### Assignment
Every line in the records below that holds "metal" must be identified and copied.

Saved entries:
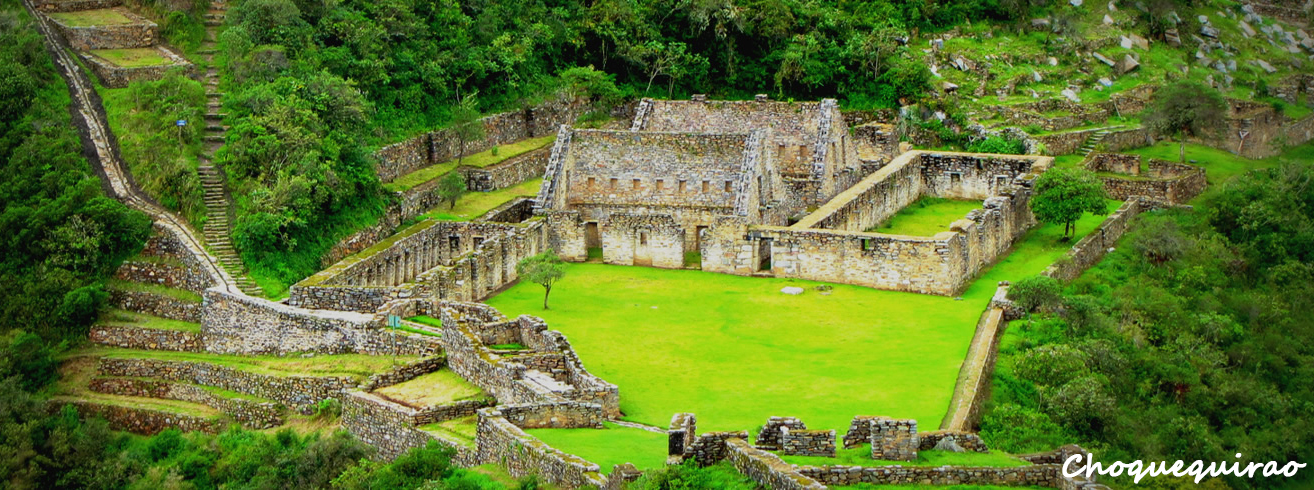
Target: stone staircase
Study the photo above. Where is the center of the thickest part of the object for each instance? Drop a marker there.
(1093, 142)
(218, 229)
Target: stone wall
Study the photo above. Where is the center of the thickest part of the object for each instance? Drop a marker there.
(501, 442)
(499, 129)
(138, 32)
(234, 323)
(940, 264)
(142, 421)
(807, 443)
(116, 76)
(448, 260)
(1091, 248)
(164, 275)
(250, 414)
(155, 305)
(74, 5)
(521, 378)
(1167, 181)
(150, 339)
(390, 428)
(766, 468)
(298, 392)
(894, 439)
(510, 172)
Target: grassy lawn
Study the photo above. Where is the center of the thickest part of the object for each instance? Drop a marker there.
(183, 294)
(354, 365)
(438, 388)
(609, 447)
(460, 430)
(124, 318)
(927, 217)
(475, 204)
(861, 456)
(86, 19)
(133, 57)
(480, 159)
(735, 351)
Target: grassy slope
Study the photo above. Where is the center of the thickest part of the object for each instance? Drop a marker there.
(480, 159)
(609, 447)
(861, 456)
(475, 204)
(927, 217)
(735, 351)
(436, 388)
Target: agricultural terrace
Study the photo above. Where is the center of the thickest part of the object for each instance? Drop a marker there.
(735, 350)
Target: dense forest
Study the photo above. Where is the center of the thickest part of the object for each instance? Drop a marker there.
(1188, 342)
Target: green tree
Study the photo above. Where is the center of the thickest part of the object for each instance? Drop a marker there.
(1063, 195)
(545, 269)
(1187, 109)
(465, 122)
(451, 188)
(1036, 292)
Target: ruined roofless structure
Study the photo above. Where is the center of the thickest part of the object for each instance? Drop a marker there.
(689, 162)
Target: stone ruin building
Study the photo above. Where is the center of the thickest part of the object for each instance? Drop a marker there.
(775, 188)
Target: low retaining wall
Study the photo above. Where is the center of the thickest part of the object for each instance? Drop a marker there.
(513, 171)
(501, 442)
(768, 469)
(150, 339)
(117, 76)
(390, 428)
(251, 414)
(157, 305)
(138, 33)
(298, 392)
(142, 421)
(1091, 248)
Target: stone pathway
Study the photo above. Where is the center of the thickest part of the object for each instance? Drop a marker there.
(218, 230)
(91, 114)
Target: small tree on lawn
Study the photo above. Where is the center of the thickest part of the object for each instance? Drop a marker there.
(465, 122)
(1187, 109)
(1063, 195)
(545, 269)
(451, 188)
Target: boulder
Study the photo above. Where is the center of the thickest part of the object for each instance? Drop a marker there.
(949, 444)
(1126, 65)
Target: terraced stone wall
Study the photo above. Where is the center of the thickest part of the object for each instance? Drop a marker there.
(301, 393)
(157, 305)
(116, 76)
(142, 421)
(505, 128)
(502, 442)
(251, 414)
(138, 33)
(1091, 248)
(149, 339)
(448, 260)
(390, 428)
(509, 378)
(235, 323)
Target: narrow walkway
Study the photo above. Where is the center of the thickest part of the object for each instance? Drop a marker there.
(218, 230)
(91, 113)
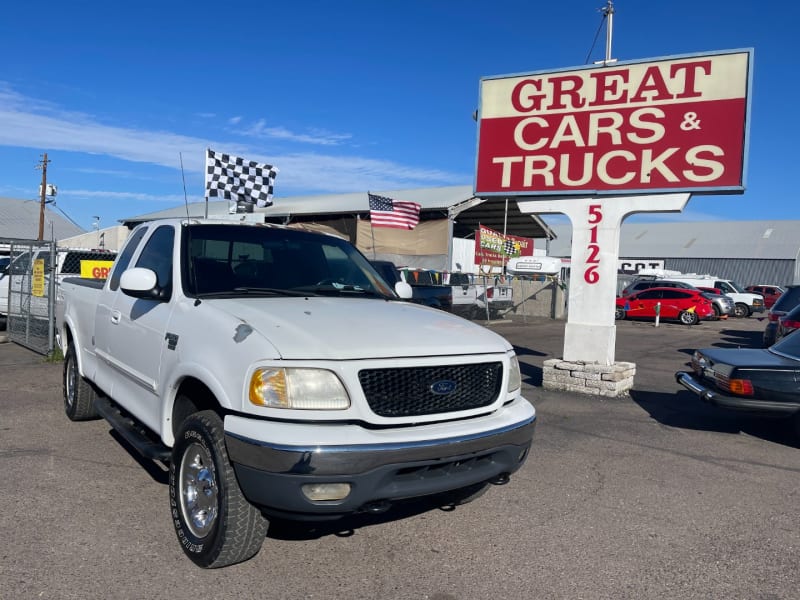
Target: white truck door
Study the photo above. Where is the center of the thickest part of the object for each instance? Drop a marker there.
(103, 329)
(137, 330)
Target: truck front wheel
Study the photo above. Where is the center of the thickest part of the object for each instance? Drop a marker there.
(215, 524)
(79, 395)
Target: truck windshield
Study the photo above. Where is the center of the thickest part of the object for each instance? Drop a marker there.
(246, 260)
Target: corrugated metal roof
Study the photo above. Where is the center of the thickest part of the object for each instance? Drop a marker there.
(699, 239)
(468, 210)
(20, 219)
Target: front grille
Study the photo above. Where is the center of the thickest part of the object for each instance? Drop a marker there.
(410, 391)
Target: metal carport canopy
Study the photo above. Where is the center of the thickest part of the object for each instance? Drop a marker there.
(458, 202)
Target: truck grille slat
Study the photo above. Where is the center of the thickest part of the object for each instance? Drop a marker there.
(416, 391)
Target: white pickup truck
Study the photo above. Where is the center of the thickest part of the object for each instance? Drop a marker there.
(277, 374)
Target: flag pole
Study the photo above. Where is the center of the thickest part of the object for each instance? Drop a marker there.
(372, 231)
(205, 183)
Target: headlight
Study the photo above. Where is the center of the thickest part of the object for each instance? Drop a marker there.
(514, 376)
(303, 389)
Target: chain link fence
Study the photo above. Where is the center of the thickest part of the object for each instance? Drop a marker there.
(28, 293)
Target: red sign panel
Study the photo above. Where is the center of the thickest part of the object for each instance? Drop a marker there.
(677, 124)
(494, 249)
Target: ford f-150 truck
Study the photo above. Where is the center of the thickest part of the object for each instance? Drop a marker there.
(277, 374)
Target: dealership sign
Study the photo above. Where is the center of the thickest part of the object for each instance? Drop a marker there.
(495, 249)
(676, 124)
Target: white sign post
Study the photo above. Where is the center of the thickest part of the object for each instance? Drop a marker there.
(590, 334)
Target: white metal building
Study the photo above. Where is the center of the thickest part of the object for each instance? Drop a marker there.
(19, 220)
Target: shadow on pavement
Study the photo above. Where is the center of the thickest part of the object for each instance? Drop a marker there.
(737, 338)
(684, 411)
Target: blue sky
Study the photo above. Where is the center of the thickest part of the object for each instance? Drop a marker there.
(341, 97)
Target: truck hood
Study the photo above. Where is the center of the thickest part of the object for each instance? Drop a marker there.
(354, 328)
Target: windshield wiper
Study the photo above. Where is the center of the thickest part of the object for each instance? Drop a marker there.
(254, 291)
(343, 289)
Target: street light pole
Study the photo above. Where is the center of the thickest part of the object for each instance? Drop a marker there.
(42, 195)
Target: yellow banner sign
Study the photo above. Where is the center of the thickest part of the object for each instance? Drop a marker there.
(96, 269)
(37, 284)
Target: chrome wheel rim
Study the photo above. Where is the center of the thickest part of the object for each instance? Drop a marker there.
(198, 489)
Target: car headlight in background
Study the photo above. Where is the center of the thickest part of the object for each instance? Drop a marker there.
(302, 389)
(514, 376)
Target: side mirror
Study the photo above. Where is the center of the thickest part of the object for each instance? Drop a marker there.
(403, 290)
(140, 283)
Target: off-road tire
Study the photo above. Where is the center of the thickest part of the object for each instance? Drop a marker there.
(215, 524)
(741, 310)
(79, 395)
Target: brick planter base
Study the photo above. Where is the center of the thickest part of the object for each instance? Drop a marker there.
(588, 378)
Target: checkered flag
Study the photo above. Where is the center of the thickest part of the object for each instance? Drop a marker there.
(237, 179)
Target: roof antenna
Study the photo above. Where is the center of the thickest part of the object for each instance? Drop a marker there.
(607, 18)
(608, 13)
(183, 176)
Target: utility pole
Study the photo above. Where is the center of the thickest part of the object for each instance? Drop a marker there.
(42, 194)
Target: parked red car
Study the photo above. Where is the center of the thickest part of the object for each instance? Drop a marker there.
(686, 306)
(770, 292)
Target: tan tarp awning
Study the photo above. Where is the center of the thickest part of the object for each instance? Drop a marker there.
(427, 238)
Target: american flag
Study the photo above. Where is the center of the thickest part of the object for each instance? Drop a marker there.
(385, 212)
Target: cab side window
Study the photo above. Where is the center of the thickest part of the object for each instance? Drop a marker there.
(157, 256)
(124, 259)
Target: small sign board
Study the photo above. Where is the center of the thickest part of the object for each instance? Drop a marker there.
(493, 248)
(674, 124)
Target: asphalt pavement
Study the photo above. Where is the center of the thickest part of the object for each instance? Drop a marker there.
(654, 495)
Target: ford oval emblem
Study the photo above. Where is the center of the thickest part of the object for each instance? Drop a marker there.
(443, 387)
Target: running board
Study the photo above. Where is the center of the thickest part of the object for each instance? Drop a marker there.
(133, 433)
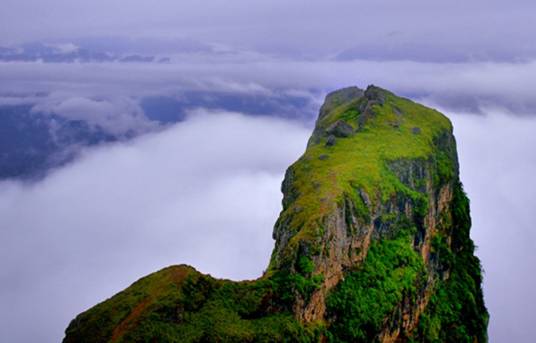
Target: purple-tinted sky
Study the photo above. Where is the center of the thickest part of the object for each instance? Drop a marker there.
(120, 211)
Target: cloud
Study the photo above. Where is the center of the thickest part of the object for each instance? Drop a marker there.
(498, 165)
(203, 192)
(415, 29)
(460, 87)
(116, 115)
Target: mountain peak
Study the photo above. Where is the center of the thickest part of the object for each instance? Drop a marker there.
(372, 244)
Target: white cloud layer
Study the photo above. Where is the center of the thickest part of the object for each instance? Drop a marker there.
(498, 165)
(205, 192)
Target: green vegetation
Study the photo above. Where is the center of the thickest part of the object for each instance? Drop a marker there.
(362, 160)
(388, 172)
(456, 312)
(359, 305)
(178, 304)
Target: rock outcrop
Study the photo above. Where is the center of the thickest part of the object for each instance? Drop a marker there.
(372, 244)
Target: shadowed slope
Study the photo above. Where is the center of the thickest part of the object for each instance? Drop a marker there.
(372, 244)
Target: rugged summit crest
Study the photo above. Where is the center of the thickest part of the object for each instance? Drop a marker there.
(372, 244)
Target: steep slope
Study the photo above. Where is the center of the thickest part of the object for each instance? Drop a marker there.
(372, 244)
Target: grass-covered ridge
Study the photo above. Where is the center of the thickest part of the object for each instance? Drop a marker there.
(394, 128)
(374, 235)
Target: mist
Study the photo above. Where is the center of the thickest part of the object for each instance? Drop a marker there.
(205, 192)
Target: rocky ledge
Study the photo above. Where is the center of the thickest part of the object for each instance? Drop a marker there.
(372, 245)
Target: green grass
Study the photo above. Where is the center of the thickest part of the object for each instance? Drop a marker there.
(178, 304)
(359, 305)
(361, 161)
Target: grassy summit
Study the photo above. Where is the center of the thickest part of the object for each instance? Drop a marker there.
(372, 245)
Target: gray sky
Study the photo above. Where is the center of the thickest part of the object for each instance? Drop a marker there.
(474, 60)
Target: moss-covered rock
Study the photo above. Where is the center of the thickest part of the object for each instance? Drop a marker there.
(372, 244)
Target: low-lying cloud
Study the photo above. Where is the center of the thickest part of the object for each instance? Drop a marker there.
(205, 192)
(498, 165)
(457, 87)
(115, 115)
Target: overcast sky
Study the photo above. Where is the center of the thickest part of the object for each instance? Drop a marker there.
(121, 211)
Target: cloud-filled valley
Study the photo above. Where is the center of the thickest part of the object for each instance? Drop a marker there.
(136, 137)
(204, 192)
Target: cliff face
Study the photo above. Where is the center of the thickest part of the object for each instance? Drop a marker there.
(372, 244)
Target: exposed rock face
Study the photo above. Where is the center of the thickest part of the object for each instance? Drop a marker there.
(372, 244)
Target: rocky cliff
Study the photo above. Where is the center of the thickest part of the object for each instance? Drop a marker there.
(372, 245)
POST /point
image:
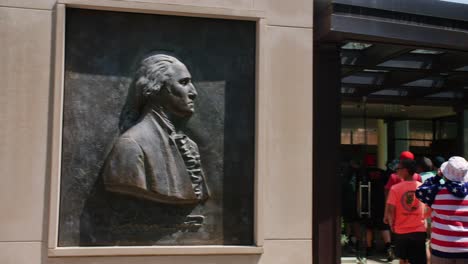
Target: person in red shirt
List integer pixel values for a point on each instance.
(395, 179)
(406, 216)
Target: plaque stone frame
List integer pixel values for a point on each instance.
(261, 116)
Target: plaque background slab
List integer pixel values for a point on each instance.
(102, 50)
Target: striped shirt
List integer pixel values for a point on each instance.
(449, 238)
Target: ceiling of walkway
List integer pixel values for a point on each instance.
(393, 74)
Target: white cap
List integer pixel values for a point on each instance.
(455, 169)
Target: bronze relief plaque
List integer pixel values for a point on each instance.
(158, 140)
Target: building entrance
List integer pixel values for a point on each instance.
(411, 99)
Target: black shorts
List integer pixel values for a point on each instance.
(376, 223)
(411, 246)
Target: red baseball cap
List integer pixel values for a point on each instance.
(406, 155)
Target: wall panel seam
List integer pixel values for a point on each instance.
(25, 8)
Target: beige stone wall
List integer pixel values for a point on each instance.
(26, 37)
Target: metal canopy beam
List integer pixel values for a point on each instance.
(374, 55)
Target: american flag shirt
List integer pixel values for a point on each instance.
(449, 203)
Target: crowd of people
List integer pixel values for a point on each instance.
(419, 205)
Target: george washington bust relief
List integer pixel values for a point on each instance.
(152, 159)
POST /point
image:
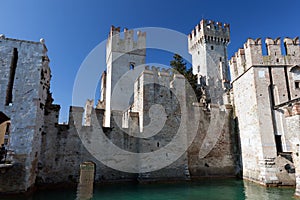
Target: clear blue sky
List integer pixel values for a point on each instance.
(72, 28)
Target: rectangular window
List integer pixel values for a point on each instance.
(13, 66)
(297, 84)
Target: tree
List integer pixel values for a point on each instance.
(179, 65)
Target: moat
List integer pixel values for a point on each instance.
(219, 189)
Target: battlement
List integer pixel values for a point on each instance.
(251, 55)
(208, 31)
(14, 42)
(126, 44)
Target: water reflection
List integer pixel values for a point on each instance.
(257, 192)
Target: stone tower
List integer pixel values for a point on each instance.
(263, 86)
(207, 44)
(24, 88)
(122, 55)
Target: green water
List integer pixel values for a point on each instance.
(229, 189)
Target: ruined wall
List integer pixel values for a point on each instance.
(215, 149)
(24, 84)
(260, 85)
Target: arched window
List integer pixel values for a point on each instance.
(131, 66)
(296, 76)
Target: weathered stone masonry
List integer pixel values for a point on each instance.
(261, 111)
(262, 87)
(24, 86)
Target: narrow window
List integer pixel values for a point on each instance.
(13, 66)
(278, 143)
(297, 85)
(131, 66)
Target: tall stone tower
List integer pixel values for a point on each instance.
(263, 87)
(24, 88)
(207, 44)
(122, 55)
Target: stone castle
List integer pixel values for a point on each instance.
(248, 126)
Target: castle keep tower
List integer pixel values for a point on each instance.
(263, 85)
(24, 89)
(122, 55)
(207, 44)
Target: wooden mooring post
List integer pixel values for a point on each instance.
(86, 181)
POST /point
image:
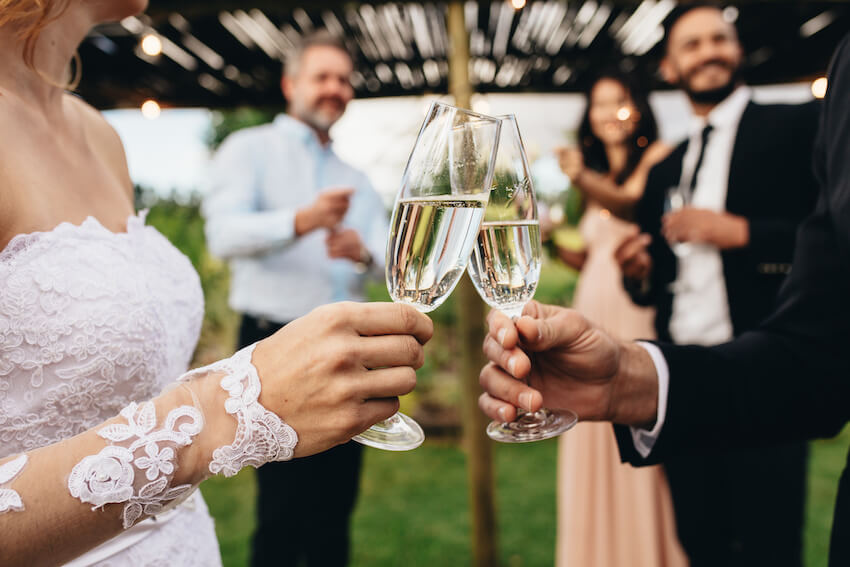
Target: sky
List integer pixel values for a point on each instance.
(169, 153)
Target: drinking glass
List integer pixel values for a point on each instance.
(435, 222)
(675, 199)
(505, 267)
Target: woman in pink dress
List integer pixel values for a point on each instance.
(610, 514)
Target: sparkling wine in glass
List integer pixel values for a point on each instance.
(505, 267)
(435, 223)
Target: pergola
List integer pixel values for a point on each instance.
(223, 53)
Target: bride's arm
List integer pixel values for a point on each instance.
(311, 383)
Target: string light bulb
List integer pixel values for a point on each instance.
(151, 44)
(151, 109)
(819, 87)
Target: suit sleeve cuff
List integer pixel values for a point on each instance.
(644, 439)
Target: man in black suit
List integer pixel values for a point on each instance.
(740, 186)
(787, 380)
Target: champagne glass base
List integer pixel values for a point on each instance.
(532, 426)
(398, 433)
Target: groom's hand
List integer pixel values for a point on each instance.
(553, 357)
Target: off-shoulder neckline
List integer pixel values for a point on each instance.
(24, 239)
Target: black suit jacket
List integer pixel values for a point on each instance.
(790, 379)
(771, 184)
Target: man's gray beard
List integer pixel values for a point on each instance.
(713, 96)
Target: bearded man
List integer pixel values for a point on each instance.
(718, 221)
(300, 228)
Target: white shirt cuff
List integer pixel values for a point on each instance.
(643, 439)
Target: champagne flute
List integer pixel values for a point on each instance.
(505, 268)
(435, 223)
(675, 199)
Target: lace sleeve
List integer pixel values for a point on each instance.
(9, 499)
(138, 465)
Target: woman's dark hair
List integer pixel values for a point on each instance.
(645, 132)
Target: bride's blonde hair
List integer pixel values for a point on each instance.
(29, 18)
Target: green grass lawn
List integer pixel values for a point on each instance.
(413, 508)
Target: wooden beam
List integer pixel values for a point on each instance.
(470, 310)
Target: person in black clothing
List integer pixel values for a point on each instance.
(739, 187)
(786, 380)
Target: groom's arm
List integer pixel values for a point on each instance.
(791, 378)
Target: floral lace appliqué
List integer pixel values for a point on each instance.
(137, 468)
(261, 436)
(9, 499)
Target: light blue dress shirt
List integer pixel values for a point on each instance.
(260, 177)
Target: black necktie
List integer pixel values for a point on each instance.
(704, 138)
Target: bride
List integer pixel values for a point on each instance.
(103, 435)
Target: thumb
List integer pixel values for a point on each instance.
(552, 332)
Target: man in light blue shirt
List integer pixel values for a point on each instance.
(300, 228)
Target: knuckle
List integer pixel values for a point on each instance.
(408, 380)
(407, 317)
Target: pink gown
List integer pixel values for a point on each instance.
(610, 514)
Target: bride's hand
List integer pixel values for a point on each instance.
(335, 372)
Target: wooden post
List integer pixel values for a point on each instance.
(470, 310)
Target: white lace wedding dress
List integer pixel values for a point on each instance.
(90, 321)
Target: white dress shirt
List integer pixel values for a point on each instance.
(260, 178)
(700, 304)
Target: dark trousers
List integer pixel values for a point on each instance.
(304, 505)
(742, 508)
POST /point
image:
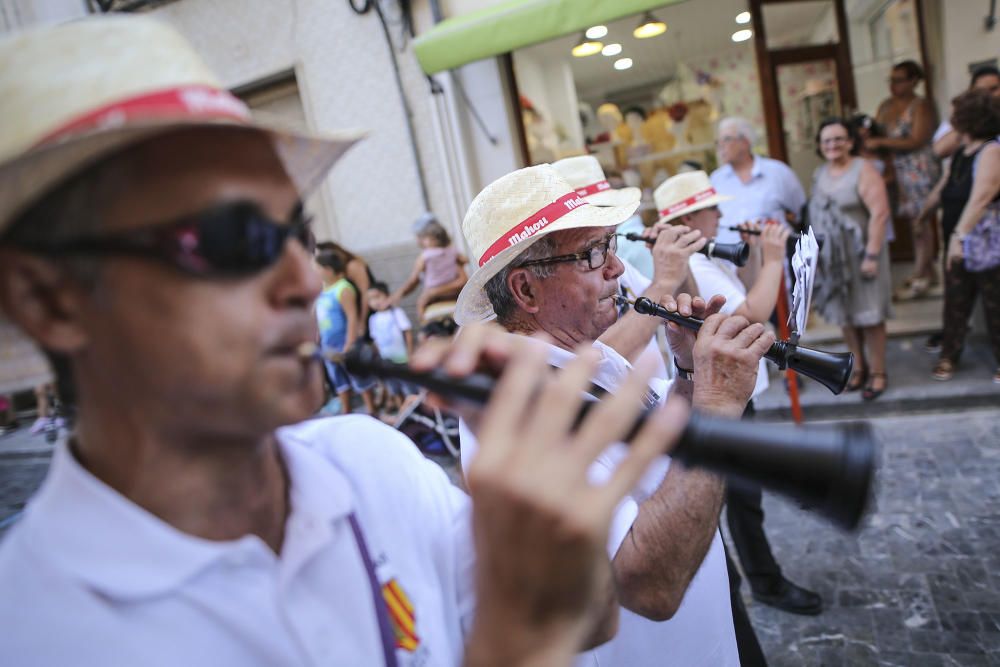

### Response
Target: corrugated metal roof
Target: metal carport canopy
Target: white metal building
Target: metal canopy beam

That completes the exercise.